======== RECORDS FOR THE EXERCISE

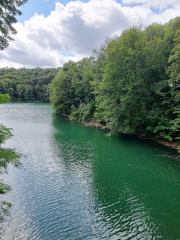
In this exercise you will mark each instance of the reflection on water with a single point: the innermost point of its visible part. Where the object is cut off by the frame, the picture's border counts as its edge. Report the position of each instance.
(77, 183)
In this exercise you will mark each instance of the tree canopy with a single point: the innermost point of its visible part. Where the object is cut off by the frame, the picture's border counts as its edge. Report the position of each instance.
(131, 84)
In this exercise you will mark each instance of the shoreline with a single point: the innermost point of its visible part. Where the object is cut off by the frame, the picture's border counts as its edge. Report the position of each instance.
(174, 144)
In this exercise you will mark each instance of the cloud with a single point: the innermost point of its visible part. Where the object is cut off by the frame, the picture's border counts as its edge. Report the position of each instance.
(78, 28)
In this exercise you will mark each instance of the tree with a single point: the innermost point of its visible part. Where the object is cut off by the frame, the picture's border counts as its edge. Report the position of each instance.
(8, 10)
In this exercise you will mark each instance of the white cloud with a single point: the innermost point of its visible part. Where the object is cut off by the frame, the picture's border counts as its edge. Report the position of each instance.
(78, 28)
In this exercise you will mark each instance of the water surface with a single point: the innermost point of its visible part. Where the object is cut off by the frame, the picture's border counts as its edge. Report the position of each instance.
(77, 183)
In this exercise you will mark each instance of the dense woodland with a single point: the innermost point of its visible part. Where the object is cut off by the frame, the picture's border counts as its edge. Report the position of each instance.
(131, 84)
(27, 84)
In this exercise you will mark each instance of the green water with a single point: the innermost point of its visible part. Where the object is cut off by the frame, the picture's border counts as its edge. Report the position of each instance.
(77, 183)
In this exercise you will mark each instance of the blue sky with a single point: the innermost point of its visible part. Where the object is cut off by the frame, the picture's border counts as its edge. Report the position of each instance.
(76, 28)
(40, 7)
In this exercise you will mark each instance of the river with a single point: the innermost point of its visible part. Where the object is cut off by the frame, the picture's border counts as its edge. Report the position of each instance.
(77, 183)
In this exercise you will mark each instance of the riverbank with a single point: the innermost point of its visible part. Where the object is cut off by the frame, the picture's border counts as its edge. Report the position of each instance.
(165, 142)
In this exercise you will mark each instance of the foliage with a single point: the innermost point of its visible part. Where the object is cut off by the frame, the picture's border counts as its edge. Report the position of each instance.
(27, 84)
(8, 11)
(131, 83)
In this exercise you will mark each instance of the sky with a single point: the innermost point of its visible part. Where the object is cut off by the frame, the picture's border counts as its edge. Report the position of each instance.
(51, 32)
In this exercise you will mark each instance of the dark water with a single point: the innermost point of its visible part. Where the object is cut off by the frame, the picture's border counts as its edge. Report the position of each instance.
(77, 183)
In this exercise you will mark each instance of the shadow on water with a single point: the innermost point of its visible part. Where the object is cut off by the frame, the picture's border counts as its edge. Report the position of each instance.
(135, 192)
(77, 183)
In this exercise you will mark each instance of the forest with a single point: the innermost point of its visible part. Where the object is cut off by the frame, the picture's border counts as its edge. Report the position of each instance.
(131, 84)
(27, 84)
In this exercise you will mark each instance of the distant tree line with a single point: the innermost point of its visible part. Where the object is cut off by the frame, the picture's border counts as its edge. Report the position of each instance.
(131, 84)
(27, 84)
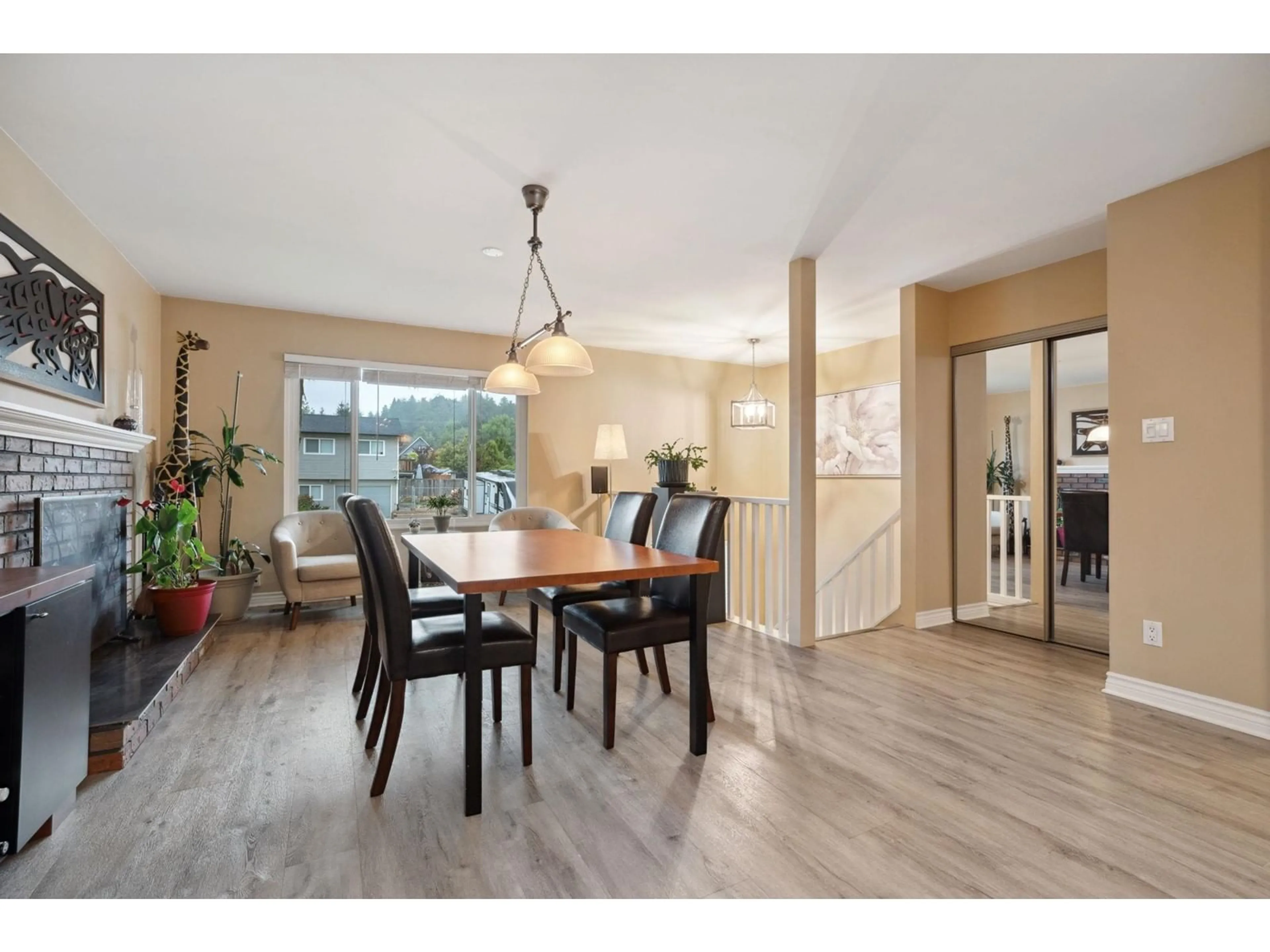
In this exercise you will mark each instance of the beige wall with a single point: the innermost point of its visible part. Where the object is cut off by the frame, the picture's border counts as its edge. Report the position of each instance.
(756, 462)
(1042, 298)
(656, 399)
(37, 206)
(1187, 289)
(1189, 295)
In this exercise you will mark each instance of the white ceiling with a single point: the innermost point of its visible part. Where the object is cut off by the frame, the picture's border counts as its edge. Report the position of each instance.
(366, 186)
(1080, 361)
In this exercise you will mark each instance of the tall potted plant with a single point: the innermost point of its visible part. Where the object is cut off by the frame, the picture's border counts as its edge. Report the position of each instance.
(674, 462)
(223, 462)
(172, 556)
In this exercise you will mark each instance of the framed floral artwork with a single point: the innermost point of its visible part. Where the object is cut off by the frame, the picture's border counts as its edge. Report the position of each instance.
(858, 432)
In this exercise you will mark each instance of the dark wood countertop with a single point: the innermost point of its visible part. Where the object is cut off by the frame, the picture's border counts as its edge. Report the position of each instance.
(21, 587)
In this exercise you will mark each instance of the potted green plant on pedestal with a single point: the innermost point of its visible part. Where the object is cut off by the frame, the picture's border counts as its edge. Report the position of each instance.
(171, 560)
(223, 462)
(674, 462)
(441, 507)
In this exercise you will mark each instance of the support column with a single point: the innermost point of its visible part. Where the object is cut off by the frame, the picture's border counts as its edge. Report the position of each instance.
(802, 416)
(1039, 464)
(926, 465)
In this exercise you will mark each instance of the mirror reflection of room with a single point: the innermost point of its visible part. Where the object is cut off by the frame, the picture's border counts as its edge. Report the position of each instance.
(1082, 445)
(999, 454)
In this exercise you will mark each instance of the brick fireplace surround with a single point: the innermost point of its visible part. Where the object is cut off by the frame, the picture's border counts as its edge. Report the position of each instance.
(39, 468)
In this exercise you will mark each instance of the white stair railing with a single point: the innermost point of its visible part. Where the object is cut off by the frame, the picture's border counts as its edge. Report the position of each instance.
(1005, 520)
(759, 564)
(864, 589)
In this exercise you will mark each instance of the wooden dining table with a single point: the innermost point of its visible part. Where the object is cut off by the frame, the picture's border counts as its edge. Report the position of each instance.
(478, 563)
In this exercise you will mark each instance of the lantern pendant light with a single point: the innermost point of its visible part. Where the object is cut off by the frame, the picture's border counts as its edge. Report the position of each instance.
(755, 412)
(558, 355)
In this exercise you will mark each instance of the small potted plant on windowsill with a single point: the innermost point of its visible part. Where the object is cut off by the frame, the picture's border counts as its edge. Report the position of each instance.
(674, 462)
(441, 506)
(171, 560)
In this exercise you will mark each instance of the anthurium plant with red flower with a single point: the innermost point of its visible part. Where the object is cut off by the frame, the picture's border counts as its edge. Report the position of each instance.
(171, 553)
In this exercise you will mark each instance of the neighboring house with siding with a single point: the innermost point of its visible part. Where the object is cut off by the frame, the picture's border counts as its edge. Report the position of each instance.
(327, 459)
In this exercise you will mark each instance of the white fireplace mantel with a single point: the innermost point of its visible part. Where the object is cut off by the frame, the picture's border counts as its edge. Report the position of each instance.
(30, 423)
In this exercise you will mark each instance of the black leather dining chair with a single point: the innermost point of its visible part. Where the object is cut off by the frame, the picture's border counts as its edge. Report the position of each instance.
(629, 520)
(426, 602)
(693, 526)
(427, 648)
(1085, 530)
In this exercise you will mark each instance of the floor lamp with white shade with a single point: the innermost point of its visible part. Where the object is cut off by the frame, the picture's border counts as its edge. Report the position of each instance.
(610, 445)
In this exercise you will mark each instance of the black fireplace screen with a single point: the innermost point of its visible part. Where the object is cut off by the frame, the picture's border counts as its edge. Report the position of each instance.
(89, 530)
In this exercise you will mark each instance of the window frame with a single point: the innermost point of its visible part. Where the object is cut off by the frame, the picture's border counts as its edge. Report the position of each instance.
(291, 433)
(319, 441)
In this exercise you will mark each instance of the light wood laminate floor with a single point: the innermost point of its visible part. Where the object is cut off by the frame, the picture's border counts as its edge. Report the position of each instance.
(952, 762)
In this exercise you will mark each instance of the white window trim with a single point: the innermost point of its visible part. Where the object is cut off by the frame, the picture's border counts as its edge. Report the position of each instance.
(291, 436)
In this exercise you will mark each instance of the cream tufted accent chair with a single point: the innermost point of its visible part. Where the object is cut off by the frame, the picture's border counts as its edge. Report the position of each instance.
(529, 517)
(316, 559)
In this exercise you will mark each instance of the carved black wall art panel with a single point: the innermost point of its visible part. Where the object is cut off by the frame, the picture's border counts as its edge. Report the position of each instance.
(53, 324)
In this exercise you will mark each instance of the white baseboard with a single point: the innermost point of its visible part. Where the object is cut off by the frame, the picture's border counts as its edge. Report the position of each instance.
(276, 600)
(937, 616)
(1202, 707)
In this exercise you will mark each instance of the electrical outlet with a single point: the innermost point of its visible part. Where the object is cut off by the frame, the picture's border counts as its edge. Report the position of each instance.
(1154, 634)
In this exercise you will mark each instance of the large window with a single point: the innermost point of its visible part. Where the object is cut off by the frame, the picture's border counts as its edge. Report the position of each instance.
(418, 433)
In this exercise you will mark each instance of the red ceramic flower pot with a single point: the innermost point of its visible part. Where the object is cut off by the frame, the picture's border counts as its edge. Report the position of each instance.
(183, 611)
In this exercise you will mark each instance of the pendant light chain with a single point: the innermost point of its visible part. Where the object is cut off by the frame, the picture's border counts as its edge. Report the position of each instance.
(550, 290)
(535, 256)
(525, 290)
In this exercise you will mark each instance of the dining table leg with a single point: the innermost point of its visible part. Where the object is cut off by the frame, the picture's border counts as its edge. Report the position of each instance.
(472, 704)
(698, 674)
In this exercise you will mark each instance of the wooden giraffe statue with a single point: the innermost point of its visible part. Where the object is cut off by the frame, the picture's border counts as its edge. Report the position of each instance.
(177, 462)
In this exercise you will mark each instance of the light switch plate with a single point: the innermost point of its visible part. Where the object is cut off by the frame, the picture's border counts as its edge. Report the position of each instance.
(1158, 429)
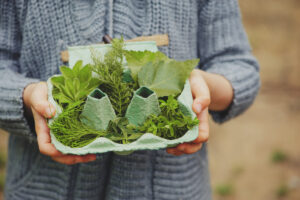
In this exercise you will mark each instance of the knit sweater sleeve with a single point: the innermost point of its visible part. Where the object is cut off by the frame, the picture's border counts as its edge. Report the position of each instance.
(12, 82)
(224, 50)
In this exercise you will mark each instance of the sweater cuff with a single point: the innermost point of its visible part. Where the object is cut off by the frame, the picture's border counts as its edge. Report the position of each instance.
(245, 83)
(12, 109)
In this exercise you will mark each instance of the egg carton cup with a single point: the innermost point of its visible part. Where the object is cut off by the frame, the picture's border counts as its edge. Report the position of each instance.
(98, 112)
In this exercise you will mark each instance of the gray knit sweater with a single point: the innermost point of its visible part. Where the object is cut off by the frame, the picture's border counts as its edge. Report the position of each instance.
(32, 34)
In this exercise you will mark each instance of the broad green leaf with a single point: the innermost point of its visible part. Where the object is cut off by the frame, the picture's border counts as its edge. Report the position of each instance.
(85, 73)
(137, 59)
(76, 85)
(67, 72)
(166, 77)
(58, 80)
(93, 83)
(77, 67)
(70, 88)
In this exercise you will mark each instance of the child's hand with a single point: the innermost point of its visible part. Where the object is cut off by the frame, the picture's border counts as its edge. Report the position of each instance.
(37, 105)
(202, 100)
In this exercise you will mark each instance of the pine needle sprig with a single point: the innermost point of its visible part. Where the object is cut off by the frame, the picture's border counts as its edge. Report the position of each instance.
(110, 73)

================

**WRITTEN EXERCISE**
Update the items beginning at the line that contains "the black fireplace" and ending after the line that contains "(1154, 634)", replacing "innermost" with "central" and leaving all other text unchanged. Return only those lines.

**WRITTEN ANSWER**
In this exercise you will mark each instance of the black fireplace screen with a single point: the central point of its visible part. Where the object is cut off by the frame, the picture's border counts as its edge. Report the position of each instance.
(89, 530)
In this exercise you will mark each instance of the window frame with a single point: the central point of its visible part. Where the object is cut off by the frame, the picture's border counts as its edge. Report the position of each instance.
(291, 433)
(319, 441)
In this exercise you will mark each instance of the light wood laminate floor with a single point: the central point of its visible part. Where the object is cut off by the frame, the picture's border counts as its edge. Report the position of each instance.
(952, 762)
In this exercise you will mark each instance of the white window trim with a single point: the central point of its visible part. Where the object is cut off by the frame, the picture's border counts as its edge. Report the position of each instance.
(291, 436)
In this exercise you will mark each instance of the cream tufted accent chair with a single point: the central point of its visible part. Where the object is cut off by the frame, the picture's border counts as its edge. Report the position of each instance.
(529, 517)
(316, 559)
In this exercise you will mark each instance of the carved black wall art panel with a single point: the central point of its visible part. Where the object is cut off by the frame, the picture's border counts as its edge. Report the position of each instance.
(53, 324)
In this exercise you will mark each instance of the white baseboard with a single point: the central point of its visible part. Where the object is cut off by the frame, the picture's border counts as its edge. Report the position of each instance.
(276, 600)
(937, 616)
(1202, 707)
In this exercise you will mark each instance of the electrical outlet with a single point: the central point of its visible part. Where the object is cut off by the frame, the picture's border counts as its edge. Report the position of each instance.
(1154, 634)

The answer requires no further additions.